**REQUIRED WORK**
Starting with the line that contains "Look at the photo above. For each instance of the shadow", reproduce each line through the end of the entries exactly as written.

**INPUT ROWS**
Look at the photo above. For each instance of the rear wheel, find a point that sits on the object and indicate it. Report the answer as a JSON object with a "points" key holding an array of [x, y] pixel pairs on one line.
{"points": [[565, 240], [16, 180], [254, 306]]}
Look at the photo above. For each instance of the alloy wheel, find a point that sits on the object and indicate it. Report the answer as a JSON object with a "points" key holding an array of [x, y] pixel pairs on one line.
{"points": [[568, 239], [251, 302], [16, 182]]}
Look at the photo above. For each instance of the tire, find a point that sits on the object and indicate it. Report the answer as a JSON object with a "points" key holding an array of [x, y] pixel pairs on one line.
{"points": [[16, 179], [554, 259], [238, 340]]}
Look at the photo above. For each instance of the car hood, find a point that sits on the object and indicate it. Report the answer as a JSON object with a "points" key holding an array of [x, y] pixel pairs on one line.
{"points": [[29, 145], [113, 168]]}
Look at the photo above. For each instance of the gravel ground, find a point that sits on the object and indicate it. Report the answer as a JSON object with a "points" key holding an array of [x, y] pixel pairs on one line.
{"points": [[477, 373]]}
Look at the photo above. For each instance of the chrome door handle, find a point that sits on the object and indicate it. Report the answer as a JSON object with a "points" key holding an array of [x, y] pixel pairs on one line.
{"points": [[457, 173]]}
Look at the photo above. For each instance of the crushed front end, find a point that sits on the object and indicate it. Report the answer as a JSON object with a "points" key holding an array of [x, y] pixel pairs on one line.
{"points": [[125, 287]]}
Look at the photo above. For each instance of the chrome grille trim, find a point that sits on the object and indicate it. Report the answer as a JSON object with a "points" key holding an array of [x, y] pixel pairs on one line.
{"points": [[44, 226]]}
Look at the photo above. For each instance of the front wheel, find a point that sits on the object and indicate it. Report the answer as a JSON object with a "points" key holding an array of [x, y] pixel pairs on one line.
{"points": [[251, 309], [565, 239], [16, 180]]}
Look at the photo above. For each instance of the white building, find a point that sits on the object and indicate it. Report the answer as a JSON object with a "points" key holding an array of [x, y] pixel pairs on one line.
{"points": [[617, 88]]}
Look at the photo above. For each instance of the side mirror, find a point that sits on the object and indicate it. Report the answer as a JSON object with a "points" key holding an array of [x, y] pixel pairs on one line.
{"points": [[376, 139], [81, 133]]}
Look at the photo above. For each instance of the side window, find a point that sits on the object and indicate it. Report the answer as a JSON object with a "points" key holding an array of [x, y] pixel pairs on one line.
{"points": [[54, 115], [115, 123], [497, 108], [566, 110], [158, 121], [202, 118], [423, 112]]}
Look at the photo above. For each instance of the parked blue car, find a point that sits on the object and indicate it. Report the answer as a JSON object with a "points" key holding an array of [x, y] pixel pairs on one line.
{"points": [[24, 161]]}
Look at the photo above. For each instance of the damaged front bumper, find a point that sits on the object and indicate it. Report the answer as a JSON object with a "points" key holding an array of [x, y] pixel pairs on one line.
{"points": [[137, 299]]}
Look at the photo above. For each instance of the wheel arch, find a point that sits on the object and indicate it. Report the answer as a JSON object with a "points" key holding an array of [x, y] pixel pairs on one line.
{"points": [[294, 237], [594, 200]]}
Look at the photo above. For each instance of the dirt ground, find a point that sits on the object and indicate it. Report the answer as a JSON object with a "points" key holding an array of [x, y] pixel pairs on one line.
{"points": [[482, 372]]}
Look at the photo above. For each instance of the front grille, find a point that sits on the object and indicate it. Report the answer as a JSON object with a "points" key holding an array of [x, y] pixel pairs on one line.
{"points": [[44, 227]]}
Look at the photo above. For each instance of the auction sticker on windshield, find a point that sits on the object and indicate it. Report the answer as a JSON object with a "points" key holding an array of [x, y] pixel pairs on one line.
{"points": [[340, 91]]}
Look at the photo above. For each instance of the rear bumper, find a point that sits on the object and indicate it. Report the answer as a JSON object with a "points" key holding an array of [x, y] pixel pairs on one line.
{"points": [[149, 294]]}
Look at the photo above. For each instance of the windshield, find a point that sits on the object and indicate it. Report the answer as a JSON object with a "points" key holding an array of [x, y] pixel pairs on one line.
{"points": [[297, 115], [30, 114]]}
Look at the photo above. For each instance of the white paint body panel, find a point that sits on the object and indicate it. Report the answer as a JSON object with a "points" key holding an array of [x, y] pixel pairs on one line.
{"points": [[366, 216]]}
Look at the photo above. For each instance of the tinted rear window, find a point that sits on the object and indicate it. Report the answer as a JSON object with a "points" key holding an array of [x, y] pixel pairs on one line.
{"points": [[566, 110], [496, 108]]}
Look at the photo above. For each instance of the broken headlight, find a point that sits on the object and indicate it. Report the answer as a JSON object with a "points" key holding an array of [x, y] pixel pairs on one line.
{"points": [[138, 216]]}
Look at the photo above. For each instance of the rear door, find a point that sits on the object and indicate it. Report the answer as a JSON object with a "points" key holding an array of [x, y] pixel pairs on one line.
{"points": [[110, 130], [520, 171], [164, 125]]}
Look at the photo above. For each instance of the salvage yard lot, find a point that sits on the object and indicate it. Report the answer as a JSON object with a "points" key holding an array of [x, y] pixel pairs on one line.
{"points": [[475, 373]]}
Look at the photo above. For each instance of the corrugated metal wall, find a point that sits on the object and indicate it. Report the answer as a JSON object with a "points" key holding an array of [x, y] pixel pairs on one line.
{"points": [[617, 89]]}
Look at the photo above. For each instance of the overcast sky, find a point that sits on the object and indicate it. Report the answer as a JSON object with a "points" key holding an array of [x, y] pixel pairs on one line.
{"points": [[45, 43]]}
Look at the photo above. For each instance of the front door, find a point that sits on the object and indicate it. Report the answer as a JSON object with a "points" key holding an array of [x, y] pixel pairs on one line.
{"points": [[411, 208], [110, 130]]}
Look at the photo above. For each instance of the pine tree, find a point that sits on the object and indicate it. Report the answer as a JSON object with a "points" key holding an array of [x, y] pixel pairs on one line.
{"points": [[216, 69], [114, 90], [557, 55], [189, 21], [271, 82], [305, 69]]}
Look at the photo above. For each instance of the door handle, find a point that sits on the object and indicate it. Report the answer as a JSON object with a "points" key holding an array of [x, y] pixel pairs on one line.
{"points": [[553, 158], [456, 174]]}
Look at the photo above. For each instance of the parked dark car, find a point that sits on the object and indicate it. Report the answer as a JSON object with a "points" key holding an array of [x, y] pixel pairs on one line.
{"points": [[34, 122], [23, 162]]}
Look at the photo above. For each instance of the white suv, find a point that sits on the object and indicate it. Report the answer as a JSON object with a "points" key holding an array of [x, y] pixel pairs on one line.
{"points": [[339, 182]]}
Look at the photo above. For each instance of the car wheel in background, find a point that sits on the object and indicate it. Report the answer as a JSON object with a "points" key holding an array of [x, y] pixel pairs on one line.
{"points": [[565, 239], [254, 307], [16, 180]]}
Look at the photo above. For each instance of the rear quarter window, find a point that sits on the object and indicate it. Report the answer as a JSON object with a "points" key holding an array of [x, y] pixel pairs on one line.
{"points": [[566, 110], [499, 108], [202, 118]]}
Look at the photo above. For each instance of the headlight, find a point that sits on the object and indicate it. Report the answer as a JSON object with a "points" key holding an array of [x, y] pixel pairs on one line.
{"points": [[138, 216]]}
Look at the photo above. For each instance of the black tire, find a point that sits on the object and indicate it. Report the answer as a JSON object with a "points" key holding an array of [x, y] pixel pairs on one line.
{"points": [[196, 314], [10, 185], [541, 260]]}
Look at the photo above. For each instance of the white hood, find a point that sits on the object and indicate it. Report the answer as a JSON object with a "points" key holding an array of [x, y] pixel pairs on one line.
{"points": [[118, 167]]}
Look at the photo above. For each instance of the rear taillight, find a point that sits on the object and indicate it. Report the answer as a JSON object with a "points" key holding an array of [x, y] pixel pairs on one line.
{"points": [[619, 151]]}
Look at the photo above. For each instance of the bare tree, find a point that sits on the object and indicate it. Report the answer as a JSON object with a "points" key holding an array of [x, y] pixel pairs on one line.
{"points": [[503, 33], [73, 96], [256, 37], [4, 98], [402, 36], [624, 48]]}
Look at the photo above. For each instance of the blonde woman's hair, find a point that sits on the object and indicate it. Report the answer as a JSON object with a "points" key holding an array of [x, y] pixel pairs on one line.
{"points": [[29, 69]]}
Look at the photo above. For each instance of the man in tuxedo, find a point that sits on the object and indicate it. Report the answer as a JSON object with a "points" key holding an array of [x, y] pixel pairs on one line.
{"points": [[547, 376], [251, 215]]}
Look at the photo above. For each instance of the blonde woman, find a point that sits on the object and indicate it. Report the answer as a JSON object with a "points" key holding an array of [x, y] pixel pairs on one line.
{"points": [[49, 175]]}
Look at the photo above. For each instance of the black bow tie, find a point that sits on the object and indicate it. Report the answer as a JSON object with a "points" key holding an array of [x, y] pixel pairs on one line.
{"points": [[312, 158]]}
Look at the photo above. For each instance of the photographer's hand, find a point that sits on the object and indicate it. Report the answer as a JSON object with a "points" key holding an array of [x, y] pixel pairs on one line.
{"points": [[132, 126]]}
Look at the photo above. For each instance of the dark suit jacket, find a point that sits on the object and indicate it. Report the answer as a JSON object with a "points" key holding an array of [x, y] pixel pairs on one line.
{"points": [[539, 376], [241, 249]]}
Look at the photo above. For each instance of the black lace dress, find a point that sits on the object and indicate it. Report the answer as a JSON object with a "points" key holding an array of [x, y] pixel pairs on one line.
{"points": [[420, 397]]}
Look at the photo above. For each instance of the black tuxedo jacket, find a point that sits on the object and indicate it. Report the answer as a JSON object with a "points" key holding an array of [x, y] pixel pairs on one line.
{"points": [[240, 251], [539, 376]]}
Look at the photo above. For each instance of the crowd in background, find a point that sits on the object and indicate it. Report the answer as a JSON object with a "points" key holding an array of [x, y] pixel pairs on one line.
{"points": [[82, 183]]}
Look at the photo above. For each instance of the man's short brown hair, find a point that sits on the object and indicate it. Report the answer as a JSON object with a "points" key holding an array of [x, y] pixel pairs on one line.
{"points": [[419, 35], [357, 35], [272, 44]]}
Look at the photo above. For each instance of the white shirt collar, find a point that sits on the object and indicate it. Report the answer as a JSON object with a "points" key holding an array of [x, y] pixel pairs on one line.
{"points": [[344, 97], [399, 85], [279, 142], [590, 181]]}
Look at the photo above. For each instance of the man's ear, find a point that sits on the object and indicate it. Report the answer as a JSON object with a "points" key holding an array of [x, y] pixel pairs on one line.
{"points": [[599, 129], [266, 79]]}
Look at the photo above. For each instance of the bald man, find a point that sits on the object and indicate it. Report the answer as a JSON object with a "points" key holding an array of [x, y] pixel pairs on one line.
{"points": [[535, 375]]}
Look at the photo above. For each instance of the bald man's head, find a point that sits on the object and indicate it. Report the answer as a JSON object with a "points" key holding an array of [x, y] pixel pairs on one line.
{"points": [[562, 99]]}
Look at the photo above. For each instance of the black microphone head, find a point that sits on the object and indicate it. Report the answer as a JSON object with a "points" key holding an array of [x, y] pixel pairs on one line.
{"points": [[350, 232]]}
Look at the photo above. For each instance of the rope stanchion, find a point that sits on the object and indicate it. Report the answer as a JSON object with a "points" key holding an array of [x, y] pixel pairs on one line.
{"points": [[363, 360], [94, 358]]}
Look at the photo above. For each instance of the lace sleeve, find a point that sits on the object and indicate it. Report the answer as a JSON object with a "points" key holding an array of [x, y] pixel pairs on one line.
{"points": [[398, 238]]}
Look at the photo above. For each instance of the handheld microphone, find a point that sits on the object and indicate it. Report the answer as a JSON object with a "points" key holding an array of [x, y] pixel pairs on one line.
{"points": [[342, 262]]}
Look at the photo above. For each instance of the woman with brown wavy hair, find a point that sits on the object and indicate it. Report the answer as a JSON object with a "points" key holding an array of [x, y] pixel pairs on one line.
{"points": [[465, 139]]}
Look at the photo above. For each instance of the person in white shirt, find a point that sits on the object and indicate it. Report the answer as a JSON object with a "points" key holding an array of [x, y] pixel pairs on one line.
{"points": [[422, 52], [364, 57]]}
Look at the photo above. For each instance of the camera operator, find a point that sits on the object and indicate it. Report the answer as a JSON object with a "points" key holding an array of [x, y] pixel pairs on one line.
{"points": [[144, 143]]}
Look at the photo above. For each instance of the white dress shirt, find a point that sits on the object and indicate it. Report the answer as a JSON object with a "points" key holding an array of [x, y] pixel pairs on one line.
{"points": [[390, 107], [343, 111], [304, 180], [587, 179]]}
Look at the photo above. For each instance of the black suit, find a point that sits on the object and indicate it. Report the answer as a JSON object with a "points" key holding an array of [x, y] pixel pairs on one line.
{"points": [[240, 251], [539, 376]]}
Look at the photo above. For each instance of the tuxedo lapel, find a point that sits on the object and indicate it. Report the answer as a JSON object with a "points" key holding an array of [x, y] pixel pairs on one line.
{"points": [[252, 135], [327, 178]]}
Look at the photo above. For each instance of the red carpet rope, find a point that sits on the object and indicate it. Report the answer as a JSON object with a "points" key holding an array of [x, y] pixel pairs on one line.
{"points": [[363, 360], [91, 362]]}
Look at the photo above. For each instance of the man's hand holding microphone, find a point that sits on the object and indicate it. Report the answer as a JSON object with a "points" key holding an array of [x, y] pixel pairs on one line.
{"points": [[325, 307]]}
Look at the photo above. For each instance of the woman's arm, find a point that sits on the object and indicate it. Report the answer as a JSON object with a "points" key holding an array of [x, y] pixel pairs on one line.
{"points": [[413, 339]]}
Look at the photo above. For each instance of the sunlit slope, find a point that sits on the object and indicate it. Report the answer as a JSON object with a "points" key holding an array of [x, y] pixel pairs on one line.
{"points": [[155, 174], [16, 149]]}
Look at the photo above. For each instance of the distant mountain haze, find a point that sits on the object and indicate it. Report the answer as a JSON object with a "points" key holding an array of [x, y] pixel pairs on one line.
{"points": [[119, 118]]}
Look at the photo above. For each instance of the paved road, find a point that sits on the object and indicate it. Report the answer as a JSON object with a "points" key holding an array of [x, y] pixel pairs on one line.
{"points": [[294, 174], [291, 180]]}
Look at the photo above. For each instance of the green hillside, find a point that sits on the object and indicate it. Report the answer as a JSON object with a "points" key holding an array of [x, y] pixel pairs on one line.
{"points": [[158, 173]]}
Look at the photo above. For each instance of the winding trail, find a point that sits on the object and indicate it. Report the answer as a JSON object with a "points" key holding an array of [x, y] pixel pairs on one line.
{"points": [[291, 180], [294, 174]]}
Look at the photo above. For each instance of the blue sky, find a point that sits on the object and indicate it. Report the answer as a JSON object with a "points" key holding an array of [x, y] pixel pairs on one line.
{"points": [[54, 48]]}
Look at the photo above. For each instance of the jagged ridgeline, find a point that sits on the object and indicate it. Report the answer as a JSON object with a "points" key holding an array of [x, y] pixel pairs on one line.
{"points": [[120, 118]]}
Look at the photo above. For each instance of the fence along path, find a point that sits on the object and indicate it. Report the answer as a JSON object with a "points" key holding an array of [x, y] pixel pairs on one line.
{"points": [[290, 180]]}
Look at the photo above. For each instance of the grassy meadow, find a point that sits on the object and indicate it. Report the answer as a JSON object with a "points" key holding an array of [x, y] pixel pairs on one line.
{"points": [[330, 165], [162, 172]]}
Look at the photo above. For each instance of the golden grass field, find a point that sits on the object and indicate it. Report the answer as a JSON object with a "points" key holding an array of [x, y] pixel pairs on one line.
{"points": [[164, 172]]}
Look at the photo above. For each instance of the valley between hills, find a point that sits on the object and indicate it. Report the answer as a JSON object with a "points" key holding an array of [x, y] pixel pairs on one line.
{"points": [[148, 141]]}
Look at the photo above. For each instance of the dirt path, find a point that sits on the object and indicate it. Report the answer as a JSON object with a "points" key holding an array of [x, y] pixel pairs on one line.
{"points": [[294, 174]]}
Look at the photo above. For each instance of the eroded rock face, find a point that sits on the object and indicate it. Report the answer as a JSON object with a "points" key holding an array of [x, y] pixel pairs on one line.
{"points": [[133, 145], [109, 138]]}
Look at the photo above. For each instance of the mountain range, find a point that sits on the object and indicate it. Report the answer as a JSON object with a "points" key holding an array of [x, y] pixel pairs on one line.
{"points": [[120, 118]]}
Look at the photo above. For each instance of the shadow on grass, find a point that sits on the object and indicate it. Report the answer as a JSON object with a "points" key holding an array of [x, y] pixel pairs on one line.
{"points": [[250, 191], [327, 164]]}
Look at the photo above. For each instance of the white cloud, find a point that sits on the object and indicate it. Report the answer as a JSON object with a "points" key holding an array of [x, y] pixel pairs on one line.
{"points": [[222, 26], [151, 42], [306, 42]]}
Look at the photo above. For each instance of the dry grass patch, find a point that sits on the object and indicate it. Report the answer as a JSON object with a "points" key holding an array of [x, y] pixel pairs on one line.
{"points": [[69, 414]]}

**WORKED SOLUTION**
Look at the photo above. For each instance of the shadow on grass, find a point that sits on the object and indicate it. Report the answer as a JSON object with a "points" key holding an array of [x, y] pixel pairs on one line.
{"points": [[250, 191], [327, 164]]}
Look at the photo above. For each instance of the white cloud, find a point that sits on the object and indicate it. Report the answer as a JSON object with a "points" key holding an array of [x, y] pixel pairs on one line.
{"points": [[222, 26], [151, 42], [306, 42]]}
Look at the photo above. For each instance of the dry grass patch, find a point that sits on the object and indicate it. Report the answer as a JSON object with a "points" key holding an array of [x, y] pixel pairs on one line.
{"points": [[69, 414]]}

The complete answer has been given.